## What is needed
Reproduce verbatim the lines of the records from the one containing "Would you mind marking the snowy" through the end of the records, both ends inclusive, and omit the pictures from the output.

## Records for the task
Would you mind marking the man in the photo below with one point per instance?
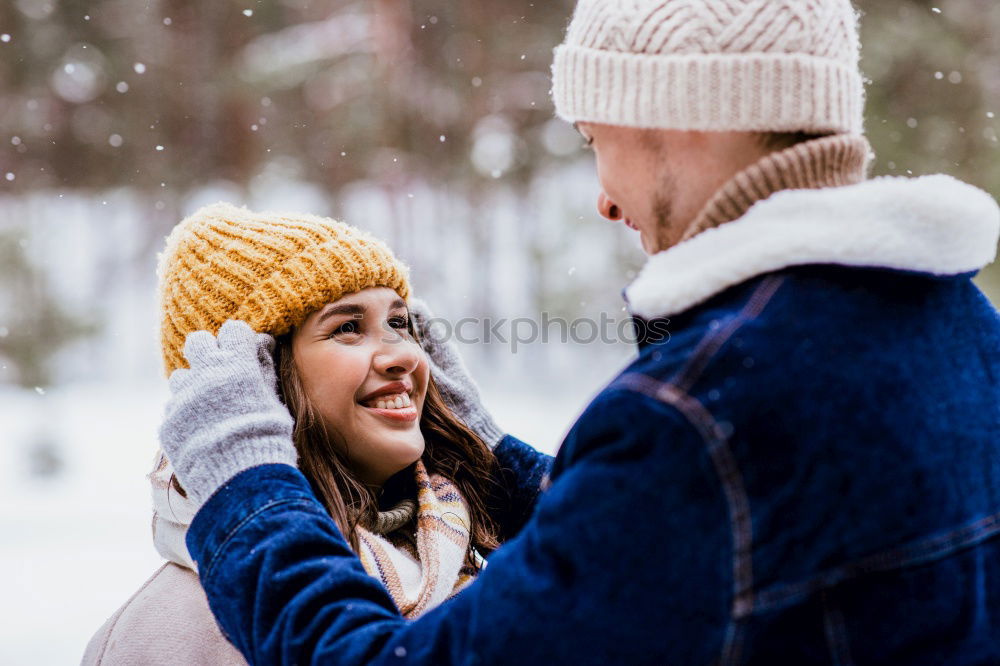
(805, 471)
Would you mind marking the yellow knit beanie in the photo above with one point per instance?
(270, 270)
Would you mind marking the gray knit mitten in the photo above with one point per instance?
(224, 415)
(457, 388)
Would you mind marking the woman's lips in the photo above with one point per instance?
(399, 415)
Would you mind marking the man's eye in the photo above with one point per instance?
(347, 328)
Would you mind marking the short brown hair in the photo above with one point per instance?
(776, 141)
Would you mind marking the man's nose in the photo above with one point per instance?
(608, 208)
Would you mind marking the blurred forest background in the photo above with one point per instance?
(427, 122)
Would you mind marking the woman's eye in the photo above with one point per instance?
(347, 328)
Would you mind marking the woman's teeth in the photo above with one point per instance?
(398, 401)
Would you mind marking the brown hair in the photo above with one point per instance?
(451, 450)
(777, 141)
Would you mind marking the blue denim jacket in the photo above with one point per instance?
(805, 469)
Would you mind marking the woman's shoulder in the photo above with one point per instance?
(167, 621)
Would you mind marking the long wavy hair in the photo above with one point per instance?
(451, 449)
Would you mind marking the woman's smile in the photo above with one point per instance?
(392, 402)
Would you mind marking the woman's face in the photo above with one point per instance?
(367, 378)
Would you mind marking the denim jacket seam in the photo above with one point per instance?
(927, 549)
(710, 345)
(835, 630)
(231, 534)
(730, 479)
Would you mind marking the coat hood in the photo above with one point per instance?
(933, 224)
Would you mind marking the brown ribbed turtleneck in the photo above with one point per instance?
(832, 161)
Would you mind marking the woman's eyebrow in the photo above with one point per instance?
(345, 308)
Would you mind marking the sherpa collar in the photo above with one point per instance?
(933, 224)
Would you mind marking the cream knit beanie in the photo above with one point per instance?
(712, 65)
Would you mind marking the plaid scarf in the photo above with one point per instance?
(420, 570)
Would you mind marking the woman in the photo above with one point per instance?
(417, 477)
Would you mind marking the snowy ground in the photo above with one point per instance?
(74, 547)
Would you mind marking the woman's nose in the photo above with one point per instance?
(397, 354)
(608, 208)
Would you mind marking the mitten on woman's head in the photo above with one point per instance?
(270, 270)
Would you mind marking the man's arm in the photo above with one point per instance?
(625, 560)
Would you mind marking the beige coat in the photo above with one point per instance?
(166, 622)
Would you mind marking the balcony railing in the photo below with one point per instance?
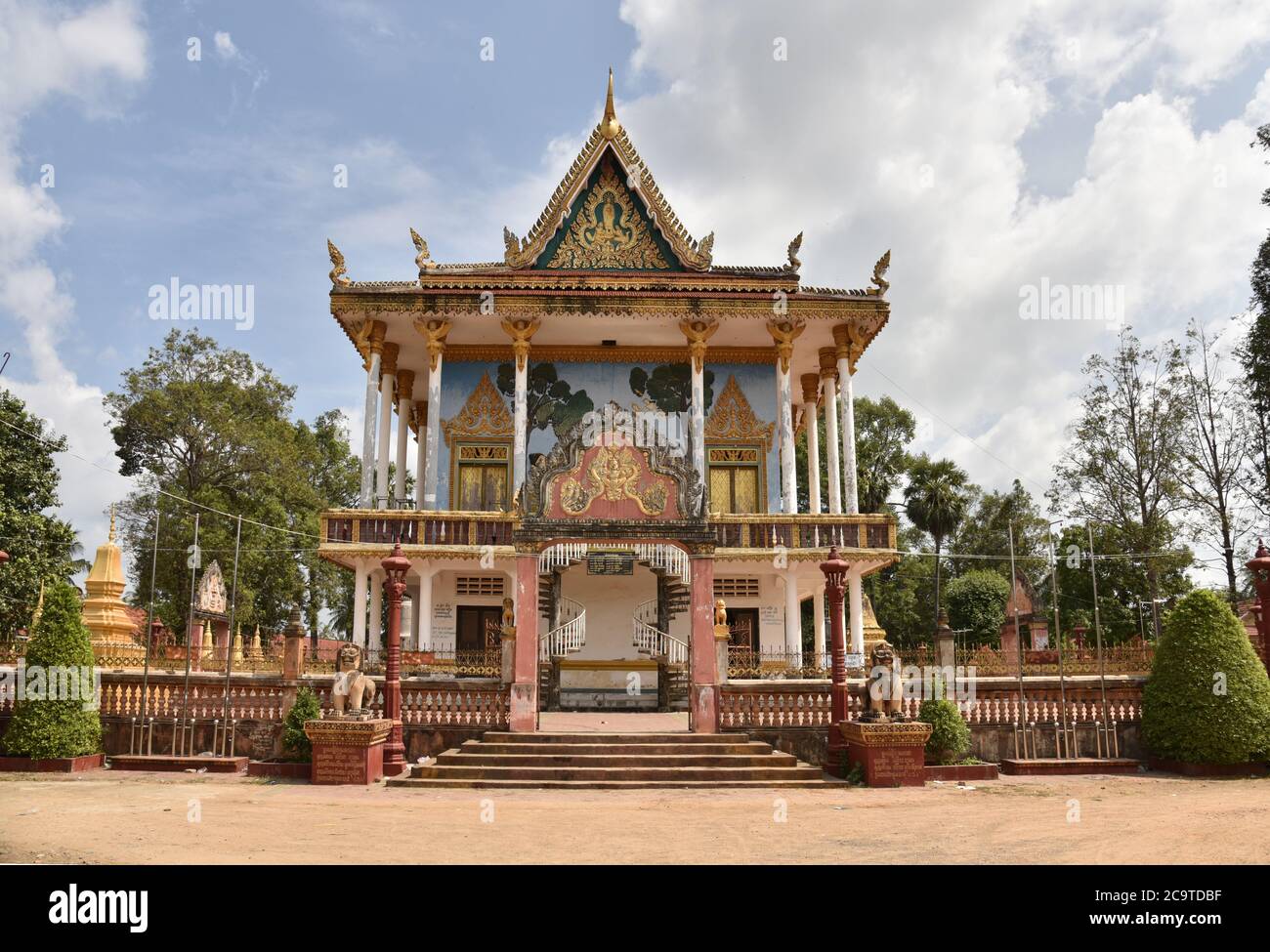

## Full output
Would you mind marking the snowy ground in the photo above with one point per instance?
(74, 547)
Would you mind marking the woman's nose in the photo above with one point per instance?
(397, 354)
(608, 208)
Would you mind marking the mitten on woman's head in the photo above with one point per instance?
(270, 270)
Would you mind marking the man's arm in the photo above with one point per instance?
(625, 560)
Would you mind marking the beige coat in the photo above with one point per instance?
(166, 622)
Would you mind marking the balcony railing in the photo below with one point per instance?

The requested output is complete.